→ Problem
Count every line in the entries below that contains the word "with", and give only that number.

→ Region pointing data
==========
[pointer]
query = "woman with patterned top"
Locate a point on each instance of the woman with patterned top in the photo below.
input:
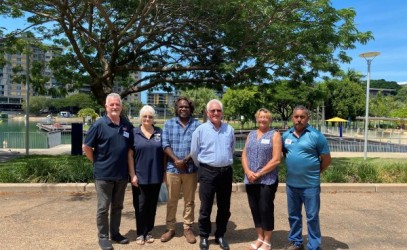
(146, 169)
(260, 158)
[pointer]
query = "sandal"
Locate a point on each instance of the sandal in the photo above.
(253, 246)
(265, 243)
(149, 238)
(140, 240)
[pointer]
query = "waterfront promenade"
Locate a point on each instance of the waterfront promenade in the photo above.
(57, 216)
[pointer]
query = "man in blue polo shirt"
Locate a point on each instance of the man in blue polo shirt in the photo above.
(307, 156)
(181, 170)
(106, 145)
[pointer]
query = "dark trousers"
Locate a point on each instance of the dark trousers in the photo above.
(145, 198)
(110, 195)
(214, 181)
(261, 202)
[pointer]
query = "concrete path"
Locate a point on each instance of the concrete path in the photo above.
(63, 220)
(66, 149)
(353, 216)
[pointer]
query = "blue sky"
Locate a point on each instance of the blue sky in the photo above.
(387, 21)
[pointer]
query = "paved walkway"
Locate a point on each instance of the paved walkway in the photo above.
(61, 220)
(66, 149)
(358, 217)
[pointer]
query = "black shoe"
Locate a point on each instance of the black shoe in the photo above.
(105, 244)
(222, 243)
(120, 239)
(204, 244)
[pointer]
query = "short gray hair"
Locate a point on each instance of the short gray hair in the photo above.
(302, 107)
(114, 95)
(146, 109)
(214, 101)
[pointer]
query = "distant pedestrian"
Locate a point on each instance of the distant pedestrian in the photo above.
(212, 149)
(146, 168)
(181, 170)
(260, 158)
(307, 156)
(106, 145)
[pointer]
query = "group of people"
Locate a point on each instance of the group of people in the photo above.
(186, 152)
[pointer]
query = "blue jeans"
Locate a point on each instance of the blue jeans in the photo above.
(110, 196)
(310, 197)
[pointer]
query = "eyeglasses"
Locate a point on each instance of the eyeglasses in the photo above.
(183, 107)
(215, 110)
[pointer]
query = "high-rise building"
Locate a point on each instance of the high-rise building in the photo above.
(13, 93)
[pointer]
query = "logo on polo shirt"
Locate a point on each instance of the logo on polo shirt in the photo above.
(157, 137)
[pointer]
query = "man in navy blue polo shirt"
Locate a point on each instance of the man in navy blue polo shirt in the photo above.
(307, 156)
(106, 145)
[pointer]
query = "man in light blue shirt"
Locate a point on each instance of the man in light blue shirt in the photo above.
(181, 170)
(307, 156)
(212, 150)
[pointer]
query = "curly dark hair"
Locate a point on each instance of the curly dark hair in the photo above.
(190, 104)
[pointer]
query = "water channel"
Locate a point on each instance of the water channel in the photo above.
(12, 134)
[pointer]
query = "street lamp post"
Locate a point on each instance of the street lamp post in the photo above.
(27, 108)
(369, 56)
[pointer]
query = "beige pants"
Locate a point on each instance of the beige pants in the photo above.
(187, 184)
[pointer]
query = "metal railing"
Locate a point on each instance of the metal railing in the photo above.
(345, 144)
(36, 139)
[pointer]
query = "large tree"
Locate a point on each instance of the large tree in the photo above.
(241, 104)
(187, 43)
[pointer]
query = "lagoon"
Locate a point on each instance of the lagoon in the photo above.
(12, 132)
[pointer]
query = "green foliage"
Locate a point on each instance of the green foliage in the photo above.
(189, 43)
(383, 84)
(400, 113)
(350, 170)
(382, 106)
(68, 169)
(344, 98)
(241, 104)
(282, 97)
(37, 104)
(88, 112)
(200, 97)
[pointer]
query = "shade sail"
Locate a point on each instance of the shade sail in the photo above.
(336, 119)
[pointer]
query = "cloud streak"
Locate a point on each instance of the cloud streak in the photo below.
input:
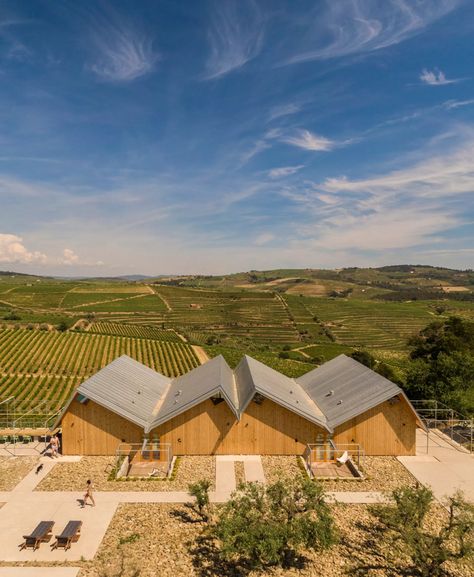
(122, 54)
(284, 171)
(235, 37)
(350, 27)
(405, 208)
(436, 78)
(310, 141)
(12, 250)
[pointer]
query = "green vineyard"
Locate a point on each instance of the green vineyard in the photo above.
(134, 331)
(368, 323)
(43, 365)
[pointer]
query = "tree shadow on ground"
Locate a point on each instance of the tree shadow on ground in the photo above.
(208, 561)
(366, 554)
(189, 516)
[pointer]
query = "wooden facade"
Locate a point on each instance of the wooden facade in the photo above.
(90, 429)
(265, 428)
(387, 429)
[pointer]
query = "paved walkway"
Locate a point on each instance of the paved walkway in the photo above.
(39, 571)
(225, 471)
(441, 465)
(24, 508)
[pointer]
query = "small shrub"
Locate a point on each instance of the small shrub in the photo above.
(129, 539)
(265, 525)
(200, 491)
(414, 538)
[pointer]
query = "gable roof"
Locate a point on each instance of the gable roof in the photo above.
(327, 396)
(127, 388)
(344, 388)
(253, 377)
(213, 378)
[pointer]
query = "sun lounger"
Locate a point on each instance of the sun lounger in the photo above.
(70, 534)
(41, 534)
(343, 458)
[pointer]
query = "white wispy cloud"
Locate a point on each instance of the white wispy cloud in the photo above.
(452, 104)
(410, 207)
(264, 238)
(69, 257)
(439, 176)
(283, 110)
(122, 53)
(13, 250)
(310, 141)
(260, 145)
(235, 37)
(436, 78)
(349, 27)
(284, 171)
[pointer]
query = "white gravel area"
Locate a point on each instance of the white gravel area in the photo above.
(73, 476)
(380, 474)
(14, 469)
(155, 539)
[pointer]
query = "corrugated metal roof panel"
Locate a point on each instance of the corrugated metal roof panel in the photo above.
(127, 388)
(344, 388)
(277, 387)
(186, 391)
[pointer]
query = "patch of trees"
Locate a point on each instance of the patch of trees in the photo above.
(442, 364)
(341, 293)
(12, 316)
(379, 367)
(407, 542)
(266, 526)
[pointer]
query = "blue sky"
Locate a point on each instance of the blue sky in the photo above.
(215, 136)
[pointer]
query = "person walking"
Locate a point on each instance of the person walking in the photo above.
(54, 446)
(89, 494)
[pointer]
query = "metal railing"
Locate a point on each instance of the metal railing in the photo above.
(437, 415)
(328, 451)
(159, 457)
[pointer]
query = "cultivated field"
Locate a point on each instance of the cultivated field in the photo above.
(46, 365)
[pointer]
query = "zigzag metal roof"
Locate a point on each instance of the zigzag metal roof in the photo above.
(254, 377)
(127, 388)
(213, 378)
(327, 396)
(344, 388)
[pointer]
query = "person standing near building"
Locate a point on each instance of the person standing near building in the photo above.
(54, 446)
(89, 493)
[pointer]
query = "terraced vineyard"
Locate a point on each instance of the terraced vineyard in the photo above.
(134, 331)
(259, 316)
(38, 365)
(382, 325)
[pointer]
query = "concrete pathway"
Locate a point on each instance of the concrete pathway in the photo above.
(39, 571)
(20, 516)
(441, 465)
(225, 471)
(225, 474)
(253, 469)
(24, 507)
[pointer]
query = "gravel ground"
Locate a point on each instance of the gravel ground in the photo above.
(239, 472)
(155, 539)
(73, 476)
(381, 474)
(13, 470)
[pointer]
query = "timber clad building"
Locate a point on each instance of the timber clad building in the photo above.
(251, 410)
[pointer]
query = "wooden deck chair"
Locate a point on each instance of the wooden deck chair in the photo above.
(343, 458)
(41, 534)
(70, 534)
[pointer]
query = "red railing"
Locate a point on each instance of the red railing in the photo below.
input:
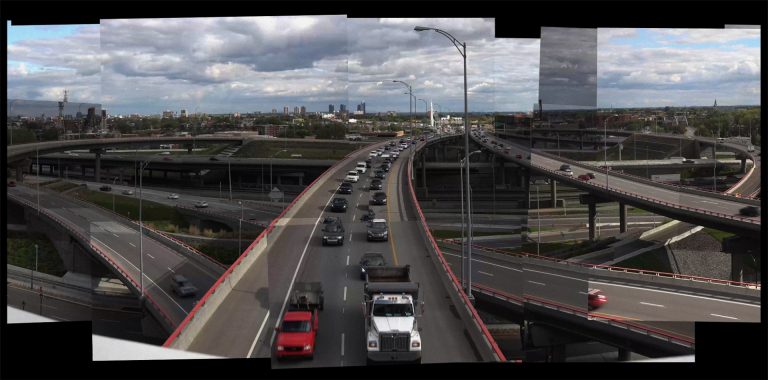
==========
→ Output of the exercise
2